## Point labeling dataset excerpts
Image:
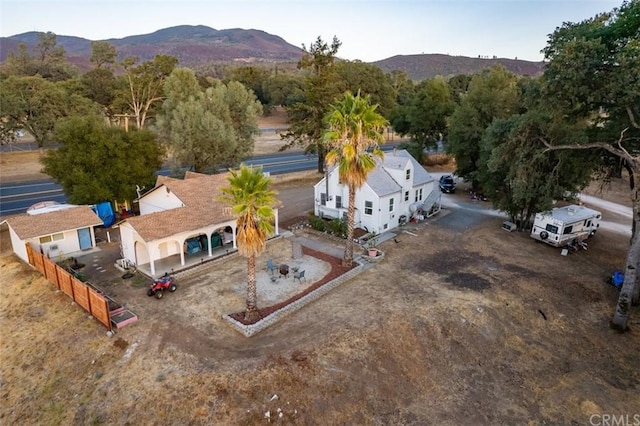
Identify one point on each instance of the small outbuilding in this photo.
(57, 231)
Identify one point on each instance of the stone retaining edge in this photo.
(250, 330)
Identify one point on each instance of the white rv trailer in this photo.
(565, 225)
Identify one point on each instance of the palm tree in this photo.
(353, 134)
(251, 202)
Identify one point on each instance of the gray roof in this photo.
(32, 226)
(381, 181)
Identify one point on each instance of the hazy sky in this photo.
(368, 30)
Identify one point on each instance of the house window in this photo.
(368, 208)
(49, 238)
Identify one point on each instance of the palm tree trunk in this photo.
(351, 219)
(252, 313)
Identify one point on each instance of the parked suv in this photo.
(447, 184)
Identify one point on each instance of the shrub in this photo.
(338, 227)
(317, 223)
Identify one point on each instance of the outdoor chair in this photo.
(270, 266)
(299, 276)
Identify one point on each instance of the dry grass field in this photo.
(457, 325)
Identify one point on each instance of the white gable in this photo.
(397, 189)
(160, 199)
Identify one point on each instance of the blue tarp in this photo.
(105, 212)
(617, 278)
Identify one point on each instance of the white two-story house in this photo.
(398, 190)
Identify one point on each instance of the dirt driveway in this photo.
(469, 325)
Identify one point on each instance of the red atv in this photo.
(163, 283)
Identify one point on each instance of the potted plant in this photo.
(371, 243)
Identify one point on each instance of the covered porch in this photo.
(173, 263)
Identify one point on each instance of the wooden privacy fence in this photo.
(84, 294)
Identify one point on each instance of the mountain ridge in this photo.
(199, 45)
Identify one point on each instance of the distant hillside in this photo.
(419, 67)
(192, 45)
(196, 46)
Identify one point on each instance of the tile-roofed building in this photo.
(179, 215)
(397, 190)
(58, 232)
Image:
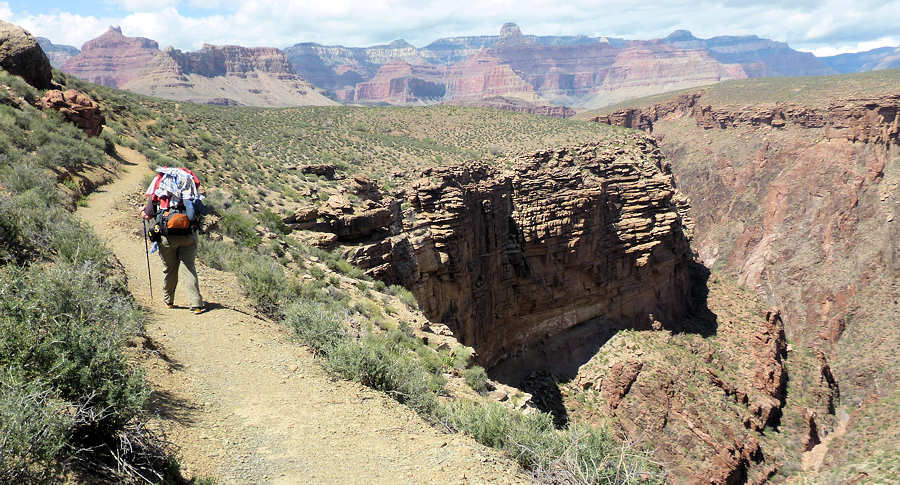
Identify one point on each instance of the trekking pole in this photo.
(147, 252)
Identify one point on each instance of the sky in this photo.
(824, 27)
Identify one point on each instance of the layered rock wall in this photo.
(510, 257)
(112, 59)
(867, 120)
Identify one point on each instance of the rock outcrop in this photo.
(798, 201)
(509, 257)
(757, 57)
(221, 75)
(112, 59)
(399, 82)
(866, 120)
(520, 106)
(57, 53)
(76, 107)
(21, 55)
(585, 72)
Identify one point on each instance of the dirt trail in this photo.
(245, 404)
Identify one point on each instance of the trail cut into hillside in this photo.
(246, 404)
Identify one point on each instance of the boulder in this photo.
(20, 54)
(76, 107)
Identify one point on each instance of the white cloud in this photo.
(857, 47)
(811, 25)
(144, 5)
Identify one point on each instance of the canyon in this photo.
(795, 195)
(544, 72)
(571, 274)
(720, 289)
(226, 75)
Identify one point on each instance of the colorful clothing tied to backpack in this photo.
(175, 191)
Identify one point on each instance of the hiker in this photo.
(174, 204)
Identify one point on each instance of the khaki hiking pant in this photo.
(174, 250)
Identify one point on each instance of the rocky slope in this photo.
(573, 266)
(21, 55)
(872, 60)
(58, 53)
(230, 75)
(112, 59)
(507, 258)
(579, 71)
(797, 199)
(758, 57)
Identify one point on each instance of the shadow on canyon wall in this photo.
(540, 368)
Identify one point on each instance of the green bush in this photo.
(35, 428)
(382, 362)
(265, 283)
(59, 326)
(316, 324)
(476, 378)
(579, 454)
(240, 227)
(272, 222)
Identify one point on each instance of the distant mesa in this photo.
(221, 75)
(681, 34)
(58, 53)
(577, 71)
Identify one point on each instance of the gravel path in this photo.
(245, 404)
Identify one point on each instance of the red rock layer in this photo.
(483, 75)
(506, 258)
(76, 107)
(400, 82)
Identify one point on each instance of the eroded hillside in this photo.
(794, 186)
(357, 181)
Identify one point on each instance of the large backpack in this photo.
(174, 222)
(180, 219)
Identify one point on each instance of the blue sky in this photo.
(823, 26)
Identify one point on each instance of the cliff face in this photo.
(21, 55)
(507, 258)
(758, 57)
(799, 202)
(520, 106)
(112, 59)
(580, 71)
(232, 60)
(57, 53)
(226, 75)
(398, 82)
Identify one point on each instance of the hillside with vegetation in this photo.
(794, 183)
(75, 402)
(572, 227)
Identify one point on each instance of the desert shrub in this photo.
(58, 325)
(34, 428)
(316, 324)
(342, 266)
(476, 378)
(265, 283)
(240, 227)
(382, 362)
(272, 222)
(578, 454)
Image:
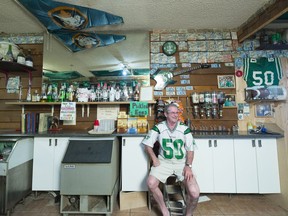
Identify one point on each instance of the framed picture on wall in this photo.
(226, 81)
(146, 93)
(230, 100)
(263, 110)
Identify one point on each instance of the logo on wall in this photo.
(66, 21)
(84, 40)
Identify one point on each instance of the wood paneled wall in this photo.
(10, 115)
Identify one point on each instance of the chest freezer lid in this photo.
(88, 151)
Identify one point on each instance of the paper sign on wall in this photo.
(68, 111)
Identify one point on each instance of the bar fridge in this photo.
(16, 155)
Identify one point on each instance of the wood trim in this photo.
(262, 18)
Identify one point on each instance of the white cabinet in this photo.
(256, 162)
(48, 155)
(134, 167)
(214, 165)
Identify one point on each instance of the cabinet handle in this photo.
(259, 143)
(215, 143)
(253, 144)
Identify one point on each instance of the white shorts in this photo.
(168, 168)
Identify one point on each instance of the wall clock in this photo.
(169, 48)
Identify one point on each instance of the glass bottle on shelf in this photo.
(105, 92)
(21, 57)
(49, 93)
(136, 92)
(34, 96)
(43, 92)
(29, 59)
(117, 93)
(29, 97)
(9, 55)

## Exercise goal
Pictures must be left out. Repeat exactly the lines from the one containing "Identify one point on each instance of the blue sky" through the final line of the data.

## Full solution
Identify one point on each instance of the blue sky in this photo.
(823, 26)
Identify one point on each instance of the cliff face in this photo.
(21, 55)
(507, 258)
(758, 57)
(799, 202)
(520, 106)
(112, 59)
(580, 71)
(232, 60)
(57, 53)
(226, 75)
(398, 82)
Identify one point on each instance of the hillside with vegetation in this photo.
(794, 183)
(75, 402)
(572, 227)
Identify one point on each instance of the desert shrub in this photo.
(58, 325)
(34, 428)
(316, 324)
(342, 266)
(476, 378)
(265, 283)
(240, 227)
(382, 362)
(272, 222)
(578, 454)
Image:
Identify one point on each instance of the framed picture on wall in this photo.
(226, 81)
(146, 93)
(230, 100)
(263, 110)
Identify one point on each instance of the logo on wall in this photo.
(66, 21)
(84, 40)
Identify one point on each instance of the wood paneled wall in this photo.
(10, 115)
Identify one point on each instance of the chest freezer lid in this photo.
(88, 151)
Identify one point on each instance of the paper sign on wall in this photo.
(68, 111)
Identify one point on each instance of the bar fridge in this photo.
(16, 155)
Identify one point on each instance of the wood trim in this photo.
(262, 18)
Identify one point on each instance of the white cabinet in this photo.
(256, 162)
(48, 155)
(134, 167)
(214, 165)
Identify one point on each instance of the cabinet handle in this photo.
(259, 143)
(215, 143)
(253, 144)
Identify one point on each instance of the white shorts in this photo.
(168, 168)
Identify one point on each instance of the wall clock in this photo.
(169, 48)
Identify one point on each instance of the glass bottle on shelf in this photo.
(105, 92)
(21, 57)
(49, 93)
(136, 92)
(34, 96)
(43, 92)
(29, 59)
(117, 93)
(29, 97)
(9, 55)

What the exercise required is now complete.